_DIRECTIVE:_
In the listing below, write out word for word every line from the one containing "Note: for this drill we locate the dirt track" up to and including the one containing "(1275, 835)".

_RECORDS FOR THIS TASK:_
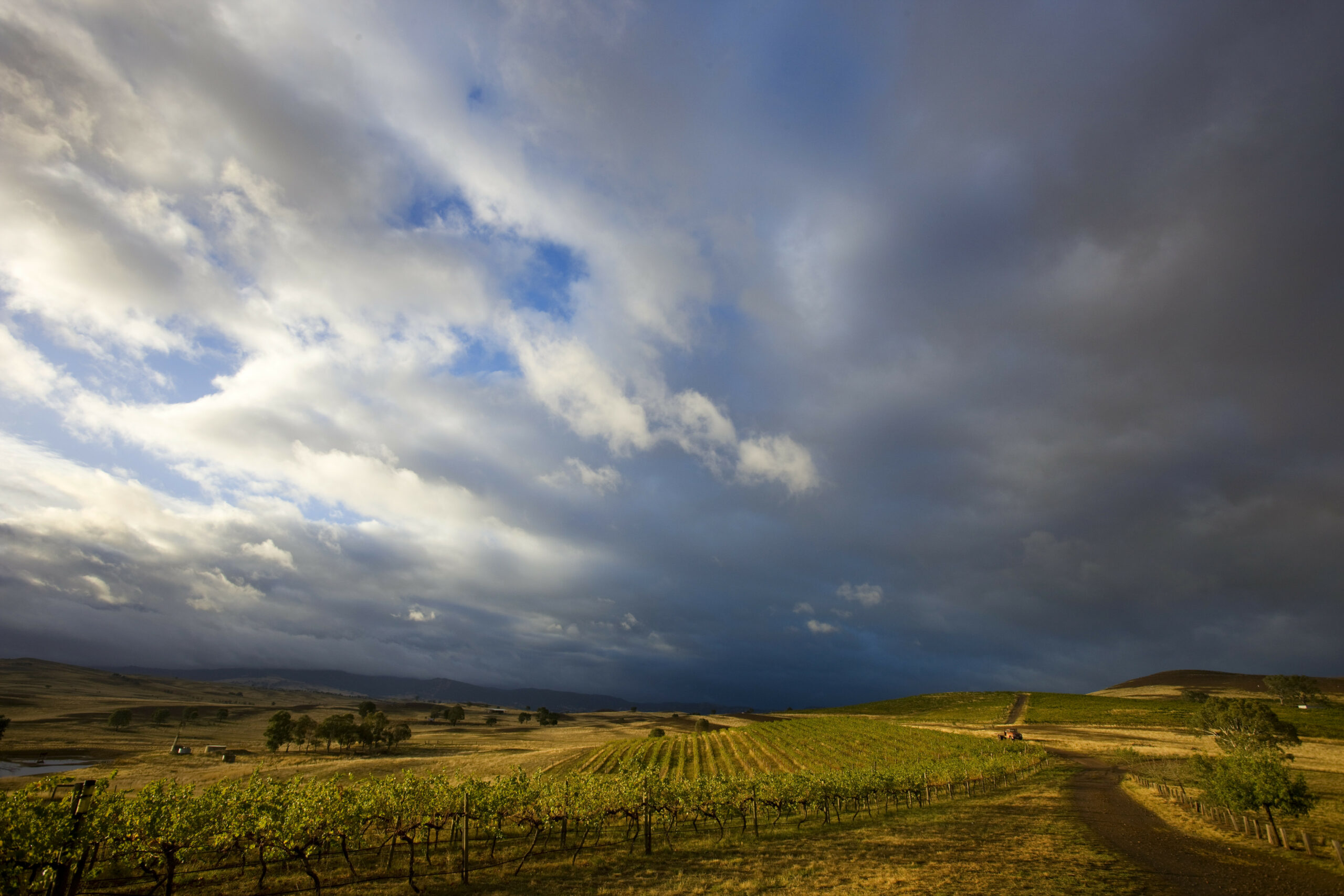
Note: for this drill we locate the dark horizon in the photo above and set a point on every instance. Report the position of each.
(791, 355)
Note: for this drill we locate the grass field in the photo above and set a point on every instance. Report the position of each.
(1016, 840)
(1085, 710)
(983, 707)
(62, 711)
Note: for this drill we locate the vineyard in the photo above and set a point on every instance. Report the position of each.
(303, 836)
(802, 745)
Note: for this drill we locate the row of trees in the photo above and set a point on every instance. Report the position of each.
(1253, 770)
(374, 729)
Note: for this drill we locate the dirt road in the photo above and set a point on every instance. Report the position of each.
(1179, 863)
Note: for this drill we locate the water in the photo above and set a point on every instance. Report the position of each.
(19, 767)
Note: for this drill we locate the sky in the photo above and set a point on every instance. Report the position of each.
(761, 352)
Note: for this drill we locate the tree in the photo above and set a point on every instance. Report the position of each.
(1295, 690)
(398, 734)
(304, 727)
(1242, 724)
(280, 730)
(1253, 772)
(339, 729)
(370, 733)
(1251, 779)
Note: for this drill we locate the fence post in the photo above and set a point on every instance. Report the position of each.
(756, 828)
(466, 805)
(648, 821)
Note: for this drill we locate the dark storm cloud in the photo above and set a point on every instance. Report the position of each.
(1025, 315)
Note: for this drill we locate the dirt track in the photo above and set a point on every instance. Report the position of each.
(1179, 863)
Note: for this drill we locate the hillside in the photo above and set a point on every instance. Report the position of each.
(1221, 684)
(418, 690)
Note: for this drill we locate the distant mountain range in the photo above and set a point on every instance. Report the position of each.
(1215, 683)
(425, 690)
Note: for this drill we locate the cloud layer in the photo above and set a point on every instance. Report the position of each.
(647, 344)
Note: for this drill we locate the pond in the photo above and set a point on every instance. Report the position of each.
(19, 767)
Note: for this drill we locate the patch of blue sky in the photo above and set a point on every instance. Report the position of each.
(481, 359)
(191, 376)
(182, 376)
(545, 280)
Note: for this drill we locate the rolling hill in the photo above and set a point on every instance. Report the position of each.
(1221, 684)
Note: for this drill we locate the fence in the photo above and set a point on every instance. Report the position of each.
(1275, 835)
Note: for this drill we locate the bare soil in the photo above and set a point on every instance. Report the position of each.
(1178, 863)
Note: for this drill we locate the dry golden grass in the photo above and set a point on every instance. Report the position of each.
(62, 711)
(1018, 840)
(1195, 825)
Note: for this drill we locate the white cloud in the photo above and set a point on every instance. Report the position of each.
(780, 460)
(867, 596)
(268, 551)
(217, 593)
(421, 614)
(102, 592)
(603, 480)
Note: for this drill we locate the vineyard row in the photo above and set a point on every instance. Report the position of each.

_OUTPUT FOR THIS TASK:_
Note: for this drill we locate the dirt track in the photo above and set a point on every instance. Report the position of each.
(1179, 863)
Note: for this drill we locate the hillside in the photo above and set a point on every instance. Report the position of each.
(1221, 684)
(418, 690)
Note: for this drill we locate the distant mountain range in the photo above and set a point on every instance. Report the position of each.
(1215, 683)
(425, 690)
Note: for this drill we locate the cloud layer in the photo above and set a point on every instance. Report the position of each.
(647, 344)
Note: for this drill we locate the pond in the photo above and set a point on every instance. Report the position of each.
(19, 767)
Note: for this drill we locate the patch of blue sky in the photo above and set a point on every instance. Report the position of each.
(481, 359)
(191, 376)
(182, 376)
(545, 280)
Note: for this drill we locate the rolling hill in the photo above and set a point on every instance. Report the position of each.
(1221, 684)
Note: for this drill we locate the fence in the photo above and set a point on every instance. Report the position of each.
(1275, 835)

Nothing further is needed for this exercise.